# PROMPT
With all images omitted, write out the records word for word.

*** AVAILABLE DATA ***

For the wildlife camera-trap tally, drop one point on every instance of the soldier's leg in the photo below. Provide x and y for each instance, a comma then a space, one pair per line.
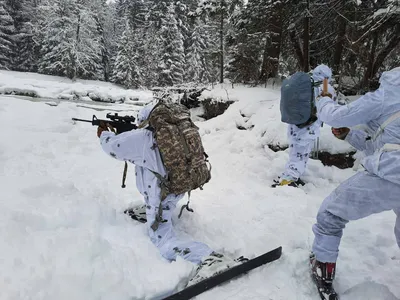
358, 197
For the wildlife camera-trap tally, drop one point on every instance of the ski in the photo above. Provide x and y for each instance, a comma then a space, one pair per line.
325, 291
227, 275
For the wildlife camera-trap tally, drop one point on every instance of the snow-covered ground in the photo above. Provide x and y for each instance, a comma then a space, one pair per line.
53, 87
63, 234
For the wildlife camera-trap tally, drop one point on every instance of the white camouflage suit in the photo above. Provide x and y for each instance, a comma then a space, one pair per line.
139, 148
301, 140
377, 188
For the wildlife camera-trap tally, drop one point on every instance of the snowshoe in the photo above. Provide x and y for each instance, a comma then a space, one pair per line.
283, 182
323, 275
137, 213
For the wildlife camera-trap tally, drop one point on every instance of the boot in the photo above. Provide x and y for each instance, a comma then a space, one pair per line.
323, 275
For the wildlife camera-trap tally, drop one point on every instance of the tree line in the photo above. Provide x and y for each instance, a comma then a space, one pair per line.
147, 43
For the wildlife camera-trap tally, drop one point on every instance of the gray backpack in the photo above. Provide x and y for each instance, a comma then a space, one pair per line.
297, 99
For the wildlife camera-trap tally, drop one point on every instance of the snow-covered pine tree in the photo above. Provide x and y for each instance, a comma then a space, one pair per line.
70, 46
126, 71
172, 60
197, 69
100, 14
7, 31
25, 49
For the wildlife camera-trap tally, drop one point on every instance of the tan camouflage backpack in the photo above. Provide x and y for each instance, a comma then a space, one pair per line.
181, 149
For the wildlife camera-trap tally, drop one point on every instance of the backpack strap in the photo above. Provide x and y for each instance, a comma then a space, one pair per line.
384, 124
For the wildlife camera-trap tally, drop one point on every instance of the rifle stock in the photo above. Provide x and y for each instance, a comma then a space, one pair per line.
120, 123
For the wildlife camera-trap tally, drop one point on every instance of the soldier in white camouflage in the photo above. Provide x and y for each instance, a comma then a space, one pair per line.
140, 148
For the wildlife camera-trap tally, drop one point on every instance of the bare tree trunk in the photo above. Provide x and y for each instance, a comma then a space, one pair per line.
296, 46
368, 73
272, 49
306, 47
391, 45
221, 40
337, 56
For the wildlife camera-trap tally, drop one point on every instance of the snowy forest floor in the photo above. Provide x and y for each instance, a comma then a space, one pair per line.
63, 234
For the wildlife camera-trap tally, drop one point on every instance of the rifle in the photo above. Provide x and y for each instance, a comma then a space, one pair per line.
120, 123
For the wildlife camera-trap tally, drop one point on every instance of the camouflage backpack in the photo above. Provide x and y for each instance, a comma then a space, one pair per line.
181, 149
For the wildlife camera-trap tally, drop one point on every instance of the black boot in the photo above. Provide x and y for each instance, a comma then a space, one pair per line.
323, 275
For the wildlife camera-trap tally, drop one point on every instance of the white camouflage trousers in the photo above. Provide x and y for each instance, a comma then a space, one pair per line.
301, 142
361, 195
165, 238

***

# ANSWER BOX
For the wildlife camera-trap tally, drop one point on every instance of the soldier's leg in the photo below. Provide x and y for each instance, a comma then a space, one pair per line.
358, 197
For the wildlife camera-trap tally, drop one point on every instance of the ski in the photo above. Provide x and y for each instance, a comma then a space, one pair per line.
325, 291
227, 275
For the wildlife camera-trap tally, drop one point on every instance of the snow-covered ground in the photo above. Provide x and y for each instance, a comma then a space, one pair per line.
53, 87
63, 234
For the wildlife camera-trap tally, drop one point on every instance of the white camouflage suit in the photo above. Provide x and y for each instance, a comma then a space, one pair per line.
139, 148
301, 140
377, 188
For the wildlife camera-trap tally, drop one point on every instance of the snowshoe in the photo above. Provide x and y for each instance, a comma then a space, one pair per line.
283, 182
323, 275
137, 213
For the wildlife camera-trap tally, drop one point on every instance of the boot in the photo above. Provide x and y for each instance, a comma then a space, one pair per line.
323, 275
For the wildlife camera-trap tally, drop one point on every instance of the tree line in the photo above. Provide x and y for each instance, a comma then a space, one pair per line.
147, 43
For the wildlife camera-trap tally, drop one point on every instance of the gray backpack in the photo above. Provide x and y for each instance, a comma then a space, one pair per line.
297, 99
For the wildlife camera-trap tally, drop one point on every instance of the snow-covered pine tree in the photo above. Provide x and y for each instance, a comma then a space, one pair per line.
70, 46
126, 71
172, 60
197, 69
100, 14
7, 31
25, 49
For the wildlife camera-trap tally, drop one point on every instance of the tan camouflage backpack in the photo above. Provide x and y for each instance, a comma then a space, one pair per line.
181, 149
For the wildlife camera-trap tally, drop one point on every instance of the backpack strap in the photo above. Provide x and y for each instance, a comma then a space, one pair per line.
384, 124
For the wildlife camera-trap tally, drop one point on every instance of the rifle stock in the photo above. Provide x and y for each instance, a comma then a space, one pair per line.
120, 123
For the wildlife camera-trap tally, drop one point on every instance of the soldier in white camouflage in the photo above. Provide x and y for each instance, a comma then a space, one pair per line.
140, 148
For the wildlife camera-trap tally, drop one point on every instance of the bare tree trunk in the photo above. Provide x and y for each instance, a comma then a space, one pair per line.
296, 46
368, 73
272, 49
306, 47
391, 45
221, 40
337, 56
For the wildlife camera-trap tally, drop one point on every instance of the snowy forest floor in the photo above. Provide x and y for each instance, a comma then a space, one pair per line.
63, 234
For the wildlife camera-trap tally, drop one point on every instance of the rifle in the photo above. Provide x and y for each instance, a comma then a space, one pair per line.
120, 123
For the wildlife camera-trap tally, drop one point on every instance of the camouflage backpack in the photo above. Provide x and y for each instance, a comma then a space, one pair per line.
181, 149
For the wildlife camera-trap tally, drop one point on every instance of the black boot in the photo above. Provide x and y for each instance, a comma then a space, one pair per line.
323, 275
For the wildlife camera-trap tally, drop one point on every instance of the white camouflage trousers in the photo above. Provide x and y for each instance, a comma then a space, one pair per line.
301, 142
361, 195
165, 238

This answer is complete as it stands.